What is expected
Render the material below as a JSON array of strings, with one string per line and no entries for blank lines.
____________
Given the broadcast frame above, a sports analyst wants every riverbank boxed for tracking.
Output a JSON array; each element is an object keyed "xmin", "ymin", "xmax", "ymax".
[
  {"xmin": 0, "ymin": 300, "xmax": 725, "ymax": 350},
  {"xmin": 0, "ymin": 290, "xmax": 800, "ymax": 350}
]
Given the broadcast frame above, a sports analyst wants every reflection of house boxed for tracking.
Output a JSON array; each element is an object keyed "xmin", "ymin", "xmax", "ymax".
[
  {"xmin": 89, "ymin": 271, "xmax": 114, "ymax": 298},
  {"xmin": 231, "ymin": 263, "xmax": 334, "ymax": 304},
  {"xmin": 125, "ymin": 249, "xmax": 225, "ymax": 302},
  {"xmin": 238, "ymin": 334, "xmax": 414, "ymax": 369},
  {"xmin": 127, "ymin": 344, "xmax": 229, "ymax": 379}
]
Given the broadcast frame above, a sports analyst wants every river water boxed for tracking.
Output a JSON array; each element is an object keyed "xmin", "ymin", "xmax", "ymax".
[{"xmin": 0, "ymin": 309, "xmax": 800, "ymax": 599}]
____________
Answer to the problem
[
  "Given the broadcast frame above, a sports analyst wants every riverbank boxed for tracking.",
  "Output a JSON array; each element is an object keyed \"xmin\", \"ymin\", \"xmax\", \"ymax\".",
  "[",
  "  {\"xmin\": 0, \"ymin\": 300, \"xmax\": 725, \"ymax\": 350},",
  "  {\"xmin\": 0, \"ymin\": 290, \"xmax\": 800, \"ymax\": 350}",
  "]",
  "Given the broadcast frame above, a sports analyst wants every reflection of house boxed for tracking.",
  "Output a JSON array; each element is an object keyed \"xmin\", \"ymin\", \"xmax\", \"ymax\".",
  "[",
  "  {\"xmin\": 89, \"ymin\": 271, \"xmax\": 114, \"ymax\": 298},",
  "  {\"xmin\": 231, \"ymin\": 263, \"xmax\": 334, \"ymax\": 304},",
  "  {\"xmin\": 125, \"ymin\": 249, \"xmax\": 225, \"ymax\": 302},",
  "  {\"xmin\": 238, \"ymin\": 334, \"xmax\": 414, \"ymax\": 369},",
  "  {\"xmin\": 127, \"ymin\": 344, \"xmax\": 229, \"ymax\": 379}",
  "]",
  "Given the broadcast frame above, a sports analyst wants every river water boxed for tracking.",
  "Output a JSON array; each element is an object keyed \"xmin\", \"ymin\", \"xmax\", \"ymax\".",
  "[{\"xmin\": 0, \"ymin\": 309, \"xmax\": 800, \"ymax\": 599}]"
]